### Work item
Repeat the entire listing exactly. Omit all pictures.

### Provided data
◆ ◆ ◆ ◆ ◆ ◆ ◆

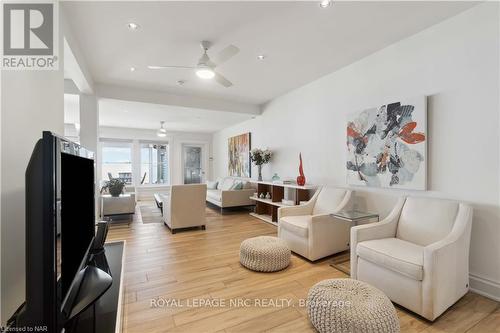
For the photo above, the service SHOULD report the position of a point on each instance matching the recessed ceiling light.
(133, 26)
(325, 3)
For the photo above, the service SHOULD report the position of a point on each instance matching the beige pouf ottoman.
(264, 254)
(346, 305)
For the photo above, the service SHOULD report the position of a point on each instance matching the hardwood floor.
(165, 274)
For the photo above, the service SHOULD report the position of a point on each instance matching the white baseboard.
(485, 287)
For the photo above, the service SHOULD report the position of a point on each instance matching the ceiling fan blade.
(226, 54)
(167, 67)
(220, 79)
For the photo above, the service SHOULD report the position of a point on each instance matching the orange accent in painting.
(406, 134)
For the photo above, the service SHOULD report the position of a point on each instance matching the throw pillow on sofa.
(212, 185)
(237, 186)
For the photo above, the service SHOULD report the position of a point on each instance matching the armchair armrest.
(446, 266)
(305, 209)
(383, 229)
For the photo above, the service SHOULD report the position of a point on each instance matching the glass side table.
(353, 217)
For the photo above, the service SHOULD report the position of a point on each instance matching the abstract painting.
(387, 145)
(239, 155)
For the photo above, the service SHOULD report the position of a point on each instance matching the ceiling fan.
(205, 68)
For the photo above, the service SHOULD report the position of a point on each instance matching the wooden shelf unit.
(267, 209)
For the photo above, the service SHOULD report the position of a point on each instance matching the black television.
(60, 227)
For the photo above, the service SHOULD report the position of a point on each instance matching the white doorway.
(193, 163)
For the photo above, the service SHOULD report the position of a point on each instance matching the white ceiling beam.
(164, 98)
(75, 67)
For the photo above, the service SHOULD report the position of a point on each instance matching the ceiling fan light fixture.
(205, 73)
(132, 26)
(162, 132)
(325, 3)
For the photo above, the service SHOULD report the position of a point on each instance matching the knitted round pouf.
(345, 305)
(264, 254)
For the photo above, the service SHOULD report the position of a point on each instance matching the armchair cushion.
(395, 254)
(214, 194)
(297, 225)
(424, 221)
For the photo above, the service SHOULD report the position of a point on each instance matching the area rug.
(150, 213)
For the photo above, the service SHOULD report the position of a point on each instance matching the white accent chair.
(418, 256)
(184, 207)
(310, 231)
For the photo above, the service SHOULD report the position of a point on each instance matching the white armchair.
(184, 207)
(310, 231)
(418, 256)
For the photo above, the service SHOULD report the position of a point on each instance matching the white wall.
(32, 101)
(454, 63)
(175, 140)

◆ ◆ ◆ ◆ ◆ ◆ ◆

### Answer box
For the photo above, the service SHOULD report the position of a point on each instance matching the recessed ceiling light.
(133, 26)
(325, 3)
For the photo above, the service SHOULD report the position of a point on each instance matching the beige pouf ottoman.
(264, 254)
(346, 305)
For the photo above, the service SHOULD report the position of a point on each instance matching the hardwood floor.
(165, 274)
For the photo above, the service SHOULD report the position of a point on each instance matching the white baseboard.
(485, 287)
For the photo above, the service SHOULD report the position of a point on each instance matching the ceiling fan blade.
(226, 54)
(167, 67)
(220, 79)
For the photo above, the service SHOULD report the position of a point on each instance matching the orange accent in painting.
(406, 134)
For the photo above, the service SHOULD report the position of a point on each instance matching the throw pillow on sofa.
(212, 185)
(237, 186)
For the photo above, the service SHOULD report the position of a point on each instance matching the armchair armrest.
(446, 266)
(305, 209)
(383, 229)
For the photo above, the service SHOULD report the position of a point on each instance matching the glass side table.
(353, 217)
For the photo above, the service SHOULD report the position of a point on each instance matching the abstract painting.
(387, 145)
(239, 155)
For the photo above, the service SHOULD report the position of a point on each instance matching the ceiling fan.
(205, 68)
For the photo above, the service SHOULD report the position of a point on each instance matching the wooden shelf unit.
(267, 209)
For the photo above, the service SHOULD report the position of a point on each instance matching the black television.
(60, 227)
For the photo above, the service SHOULD report the position of a point on each instance matching the white doorway.
(193, 163)
For the photo above, the service SHOULD report the position of a point on each instance matching the white ceiling beam.
(164, 98)
(75, 67)
For the photo above, the service SHOULD report the position of a point on each instance matching the ceiling fan light fixture.
(205, 73)
(132, 26)
(162, 132)
(325, 3)
For the photo above, the service SHOULD report the position of a point on each instance matching the knitted round pouf.
(345, 305)
(264, 254)
For the photo above, the service SHOULD report the position of a point on each instance matching the armchair cushion.
(395, 254)
(214, 194)
(297, 225)
(424, 221)
For the photo above, the service SHOULD report the position of a point on each instance matching the area rug.
(150, 213)
For the photo above, the service SHOULD report the position of a point on each instance matching the white accent chair.
(418, 256)
(184, 207)
(310, 231)
For the photo above, the service SHOULD report the position of a point on each instance matching the white armchair.
(184, 207)
(310, 231)
(418, 256)
For the photo above, the service SHOULD report the position of a point on each instance matching the white wall.
(32, 101)
(454, 63)
(175, 140)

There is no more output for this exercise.